[Problem to solve]
Copy all of the data below, substituting "widest" for each occurrence of "thickest" and keeping every other line unchanged. Omit the pictures from your answer.

╭─ Excerpted records

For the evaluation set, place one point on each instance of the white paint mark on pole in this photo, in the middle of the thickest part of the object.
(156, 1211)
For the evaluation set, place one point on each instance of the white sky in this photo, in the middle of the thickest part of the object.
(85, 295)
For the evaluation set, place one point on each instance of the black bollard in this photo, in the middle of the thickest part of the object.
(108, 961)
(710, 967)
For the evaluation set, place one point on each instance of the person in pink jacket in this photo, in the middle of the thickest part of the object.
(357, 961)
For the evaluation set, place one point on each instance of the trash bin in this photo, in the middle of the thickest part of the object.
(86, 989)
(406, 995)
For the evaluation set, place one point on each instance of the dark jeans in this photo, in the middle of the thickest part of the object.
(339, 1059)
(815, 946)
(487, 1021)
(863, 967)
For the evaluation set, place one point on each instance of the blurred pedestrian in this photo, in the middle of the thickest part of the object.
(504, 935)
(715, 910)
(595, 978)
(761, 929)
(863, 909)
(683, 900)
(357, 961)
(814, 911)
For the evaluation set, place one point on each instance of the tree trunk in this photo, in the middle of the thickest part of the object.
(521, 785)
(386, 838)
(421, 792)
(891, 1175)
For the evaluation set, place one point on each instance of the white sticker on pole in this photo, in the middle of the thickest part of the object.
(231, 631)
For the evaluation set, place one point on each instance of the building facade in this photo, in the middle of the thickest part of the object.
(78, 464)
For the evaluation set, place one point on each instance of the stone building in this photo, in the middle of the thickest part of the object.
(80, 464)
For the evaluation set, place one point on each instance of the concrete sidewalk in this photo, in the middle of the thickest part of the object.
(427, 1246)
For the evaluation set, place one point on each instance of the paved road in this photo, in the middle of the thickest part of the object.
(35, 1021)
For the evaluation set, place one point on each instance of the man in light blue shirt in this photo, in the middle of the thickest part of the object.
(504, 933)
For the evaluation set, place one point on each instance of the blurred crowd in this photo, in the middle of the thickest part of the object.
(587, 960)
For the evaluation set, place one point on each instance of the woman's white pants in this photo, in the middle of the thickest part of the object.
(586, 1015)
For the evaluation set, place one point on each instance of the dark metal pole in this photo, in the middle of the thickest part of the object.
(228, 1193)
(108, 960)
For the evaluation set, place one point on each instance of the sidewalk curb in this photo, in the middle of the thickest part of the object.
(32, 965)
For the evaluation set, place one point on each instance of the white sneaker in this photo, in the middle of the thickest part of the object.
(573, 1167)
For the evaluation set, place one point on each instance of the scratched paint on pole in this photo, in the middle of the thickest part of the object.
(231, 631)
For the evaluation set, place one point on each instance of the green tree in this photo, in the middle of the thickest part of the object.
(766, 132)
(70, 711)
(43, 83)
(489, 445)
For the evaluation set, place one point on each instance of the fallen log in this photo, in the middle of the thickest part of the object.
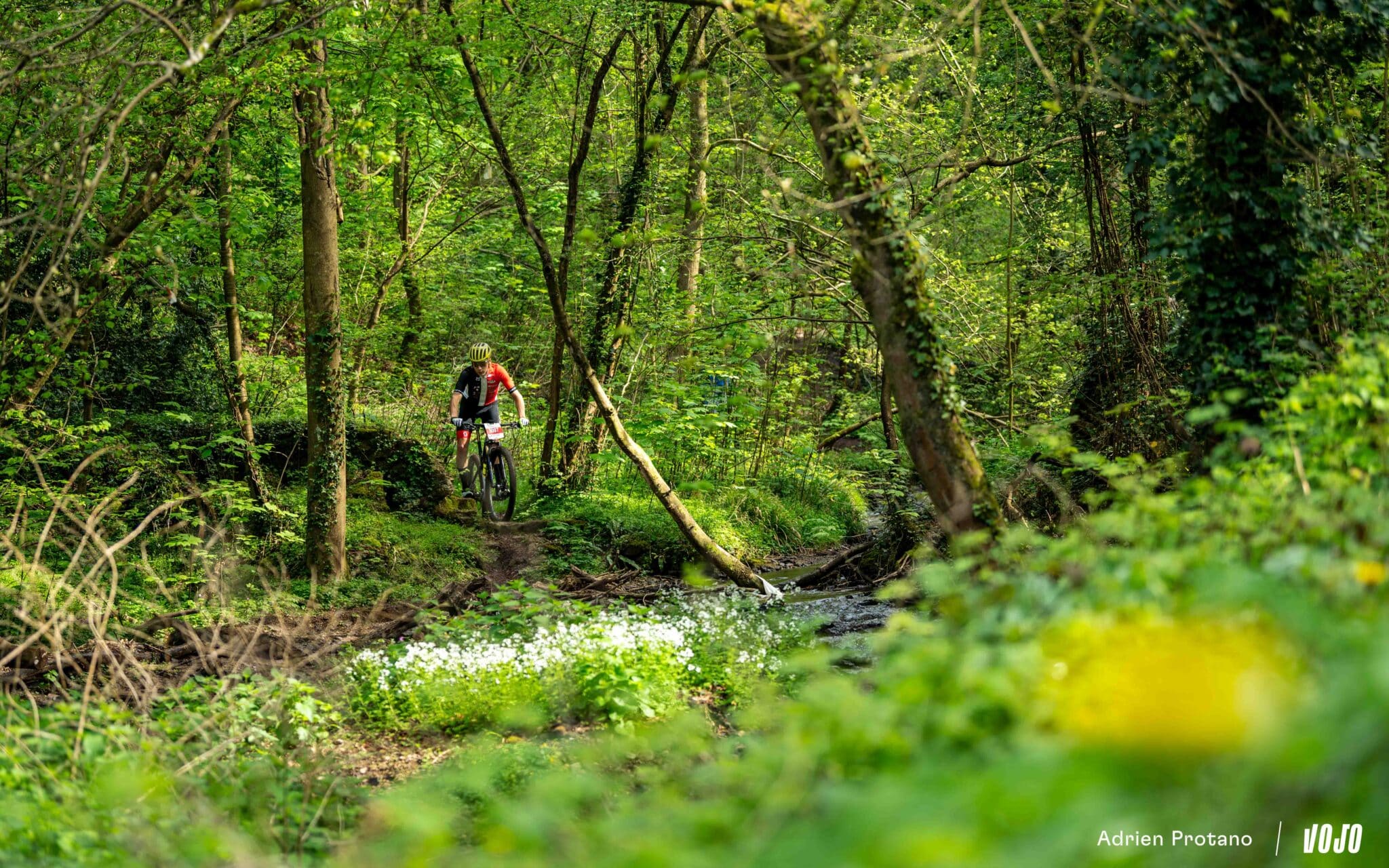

╰─

[Answer]
For the evaluation set, place one point on each instance of the white paint mark on pole in this photo, in the middle of the widest part of the object.
(156, 1211)
For the evaluation set, place one point on each instance of the white sky in this photo, in the middle of the widest part of the object.
(85, 295)
For the evaluation set, place one point on each instance of the black bollard in this photo, in the middle of the widest part of the object.
(108, 961)
(710, 967)
For the evaluation set, place one point on each instance of the person in pink jacket in this photo, in the middle of the widest part of the object.
(357, 961)
For the evaluation set, place one point on each instance of the trash bin in this photo, in the middle of the widest part of the object.
(86, 989)
(406, 995)
For the evaluation set, place one point on each instance of the dark jeans in this photo, in the middle of the widest part of the object.
(339, 1059)
(815, 946)
(487, 1021)
(863, 967)
For the evaluation set, place one point on each instance of the blurred pedestrian in this photo, in the middle of the widest part of the object.
(504, 935)
(715, 910)
(595, 978)
(761, 929)
(863, 909)
(683, 900)
(357, 961)
(814, 911)
For the evaluation set, place one point on each instance of the tree trunk in this photo, in the middle of the widest part of the object.
(521, 785)
(386, 838)
(421, 792)
(891, 1175)
For the evaluation set, place one point on each instance of the white sticker on pole in this photo, in the middle of the widest part of the object.
(231, 631)
For the evaluation set, place one point on each instance of the building facade in this photo, in the middle of the widest part of the object.
(78, 464)
For the evaluation set, place one point on each instance of the stone building in this photo, in the middle of the widest part of the object.
(80, 464)
For the evaluation set, place one point on each instance of the concrete sidewalk in this photo, in the middle of the widest part of the object.
(427, 1246)
For the evaluation set, place one point on each instance of the paved road in this photo, in the middle of the widest part of the object.
(35, 1021)
For the evaluation set, place one point on each instance of the man in light blue shirt in this photo, in the middle of the widest part of the object.
(504, 933)
For the evaluation set, place one point on each instance of the blurred crowd in this photo, in the middle of the widest part of the object.
(587, 960)
For the evaluation set, place one point on each instance of the woman's white pants in this photo, in the middle of the widest part of the object.
(586, 1015)
For the evaluation set, place one point on each instance of the dark metal pole in this photo, in the middle of the widest part of the object.
(228, 1193)
(108, 960)
For the evaluation set, place one point on each instance of the sidewalk curb in this photo, in the middle of the widest part of the object.
(32, 965)
For the evaluation set, place one point on each instance of the white sneaker in this photo, in the middle of the widest part of the object.
(573, 1167)
For the evaluation set, place one point on each instance of the scratched paint on pole in this photo, in the middle of the widest part of the object.
(231, 631)
For the evaluation set, place one point on each instance of the green tree in this photo, in the middle of the widest part of the object.
(766, 132)
(70, 711)
(43, 83)
(489, 445)
For the evaluation set, place one point on each instance of the fallen log in this photo, in the middle of the widest part of the object.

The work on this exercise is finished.